▶ To do
a – Could you retype the New Year's Eve sermon notes word for word, starting with "4. In a sense" and going on through "some of us."?
b – Can you extend the New Year's Eve sermon notes on "Today," picking up right after their final sentence?

▶ Selected passage
-----
1. Just a few hours and we will say goodbye to 1997 and hello to a new year. New Year’s Eve is a time of reflection. A time we look back over the past year and consider what happened in the world and in our lives. A time we look ahead and wonder about the unknown that lies before us.
2. Although this is a time to look back and look ahead, there is one time that is most important to us and that is TODAY.
3. We are often told to make the most of the present - to not dwell in the past or the future. Now is what counts.
4. In a sense this is what the writer to the Hebrew Christians is saying. 5 times he uses the word "Today" in our passage. And he tells us why today is so important to us.
5. He is writing to Christians and we might say to those who think they are Christians.
6. When is today? Today is the time when God speaks to us and we are still able to respond to His word
a. 2 Cor 6:1-2 As God’s fellow workers we urge you not to receive God’s grace in vain. For he says, "In the time of my favor I heard you, and in the day of salvation I helped you." I tell you, now is the time of God’s favor, now is the day of salvation.
b. Today is the day when you have the opportunity to enter into God’s rest. Today may be soon be over for some of us.
-----
▶ Exercise data
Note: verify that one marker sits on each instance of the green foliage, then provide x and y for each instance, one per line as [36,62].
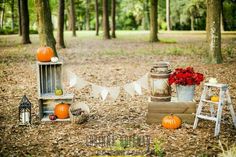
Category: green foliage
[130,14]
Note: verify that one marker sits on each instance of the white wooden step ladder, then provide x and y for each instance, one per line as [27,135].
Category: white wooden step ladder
-----
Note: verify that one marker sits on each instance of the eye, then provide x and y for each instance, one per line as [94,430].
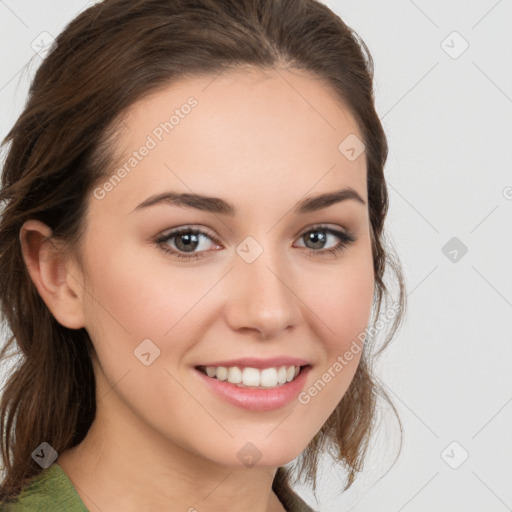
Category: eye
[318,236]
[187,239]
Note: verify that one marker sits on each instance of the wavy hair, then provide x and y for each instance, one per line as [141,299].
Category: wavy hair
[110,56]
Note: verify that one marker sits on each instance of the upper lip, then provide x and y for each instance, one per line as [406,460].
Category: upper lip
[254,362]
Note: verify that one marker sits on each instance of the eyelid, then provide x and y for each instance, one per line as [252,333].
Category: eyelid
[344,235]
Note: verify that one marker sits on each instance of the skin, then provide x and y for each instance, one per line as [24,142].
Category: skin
-----
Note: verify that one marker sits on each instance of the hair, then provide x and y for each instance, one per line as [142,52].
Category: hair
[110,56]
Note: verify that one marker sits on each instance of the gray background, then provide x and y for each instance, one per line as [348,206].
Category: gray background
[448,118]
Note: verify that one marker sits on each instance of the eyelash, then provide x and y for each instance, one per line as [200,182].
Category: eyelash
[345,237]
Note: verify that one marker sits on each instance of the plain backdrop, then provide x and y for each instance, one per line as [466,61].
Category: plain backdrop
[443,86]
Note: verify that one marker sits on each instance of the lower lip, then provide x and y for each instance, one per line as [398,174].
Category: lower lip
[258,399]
-----
▶ Responses per task
a –
4. In a sense this is what the writer to the Hebrew Christians is saying. 5 times he uses the word "Today" in our passage. And he tells us why today is so important to us.
5. He is writing to Christians and we might say to those who think they are Christians.
6. When is today? Today is the time when God speaks to us and we are still able to respond to His word
a. 2 Cor 6:1-2 As God’s fellow workers we urge you not to receive God’s grace in vain. For he says, "In the time of my favor I heard you, and in the day of salvation I helped you." I tell you, now is the time of God’s favor, now is the day of salvation.
b. Today is the day when you have the opportunity to enter into God’s rest. Today may be soon be over for some of us.

b –
c. Today will end one of three ways - when God withdraws His offer of salvation to us, when we die, or when Christ returns.
d. We do not know when today will end so we have to deal with today as if it is right now.
7. Today we hear the voice of God speaking to us. It is the voice that spoke to the people of Israel in the desert of Sinai. It is the voice that spoke through the psalmist top warn the nation of Israel. It is the voice that spoke through the New Testament writer to those who had to decide if they would follow Christ. It is the voice that speaks through me this evening to you who must decide how you respond to God tonight.
8. We are commanded to do three things today.
9. First command begins in vs. 8. Do not harden your hearts.
a. The writer reminds us of what happens if we respond the wrong way. If we harden our heart and reject what God is telling us.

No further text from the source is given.